- What you need to do
1. Summarize the forum thread on nano fish in two sentences.
2. Using the forum thread on nano fish, decide whether each statement below agrees with it, answering yes or no and quoting the words that settle it: (a) aweeby has heard that other pencilfish are easy to obtain. (b) Threadfin Rainbowfish are described as having smaller throats. (c) Coral pencilfish cost around $10 each.
3. Carry the forum thread on nano fish forward from its last line.

# Nano Fish: Choosing the right one!



## aweeby (Oct 1, 2011)

I've been eyeing coral pencilfish, myself. Have you seen those? Awesome colour on them, shoaling activity, etc. Only thing is, at ~10$ a pop, it might not be a viable option. I've been looking into other pencils as well, there are some nice ones out there, but I've heard obtaining them is a pretty much a hit or miss.


----------



## Chrisinator (Jun 5, 2008)

Do you mean green neons? If I can remember, I think that green neon tetras are smaller so they'd be more feasable with shrimp, but whatever fits will be eaten. 

I know that Threadfin Rainbowfish have smaller throats so would pose less of a threat to the shrimp.


----------



## Dave6265 (Nov 18, 2011)

aweeby said:


> I've been eyeing coral pencilfish, myself. Have you seen those? Awesome colour on them, shoaling activity, etc. Only thing is, at ~10$ a pop, it might not be a viable option. I've been looking into other pencils as well, there are some nice ones out there, but I've heard obtaining them is a pretty much a hit or miss.

- Records shown
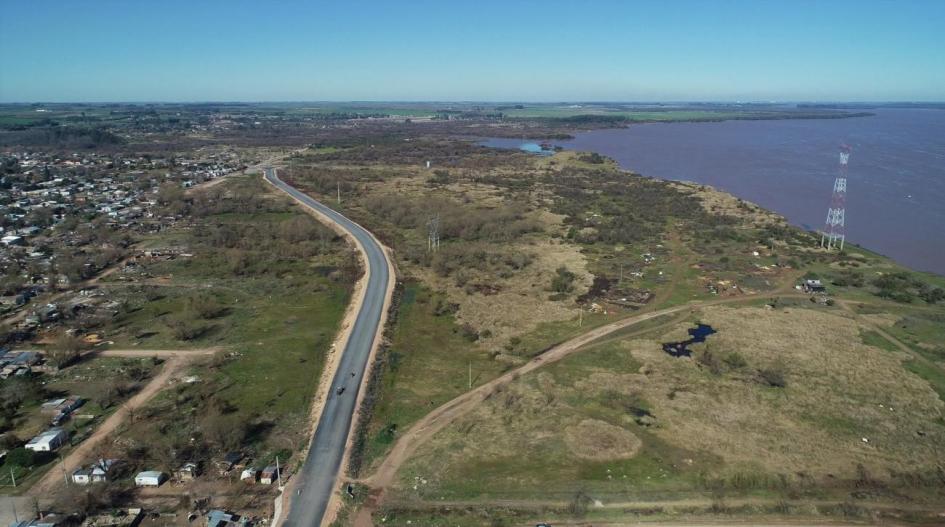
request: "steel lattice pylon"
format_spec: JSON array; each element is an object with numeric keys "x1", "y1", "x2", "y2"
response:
==
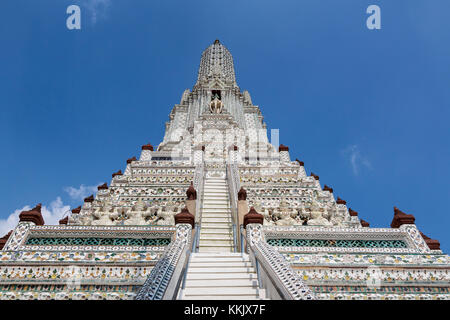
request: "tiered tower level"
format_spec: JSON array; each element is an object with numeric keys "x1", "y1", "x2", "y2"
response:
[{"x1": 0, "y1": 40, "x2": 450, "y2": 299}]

- The responses
1. aweeby is eyeing coral pencilfish for their color and shoaling activity but notes that at about $10 each they might not be a viable option, and has heard that getting other pencilfish is pretty much hit or miss. Chrisinator thinks green neon tetras are smaller and so more feasible with shrimp, though whatever fits will be eaten, and says Threadfin Rainbowfish have smaller throats and would pose less of a threat to the shrimp.

2.
(a) No: "I've heard obtaining them is a pretty much a hit or miss."
(b) Yes: "Threadfin Rainbowfish have smaller throats so would pose less of a threat to the shrimp."
(c) Yes: "at ~10$ a pop, it might not be a viable option."

3.
Coral Reds need more tank than a nano... recommended in a 20gallon.


----------



## Chrisinator (Jun 5, 2008)

Dave6265 said:


> Coral Reds need more tank than a nano... recommended in a 20gallon.


She/he said NANO FISH.. not NANO TANK... unless that's what she/he meant


----------



## thechibi (Jan 20, 2012)

I have a 10 gallon planted tank. I'm recovering from a stem meltdown and going stemless (Forest themed tank). I'd love coral reds, and will make a note when I get my 25g dream tank going. 

But I appreciate it. I should've stuck that in my OP. 

I realize that what fits will be eaten. Though, at the moment I'm wrestling a snail problem (Hoping to get rid of the snailsplosion and replace them with ramshorns. The blue and pink ones look cute!). My shrimps are neos, so they should be okay.


----------



## digitallinh (Jun 22, 2011)

Dario Dario comes to mind


----------



## thechibi (Jan 20, 2012)

Will Dario dario nosh shrimp? I don't want my poor orangies to get eaten too much. I know the babies might get snacked on sometimes, but I at least want some growth.


----------



## aveekda (Jan 9, 2012)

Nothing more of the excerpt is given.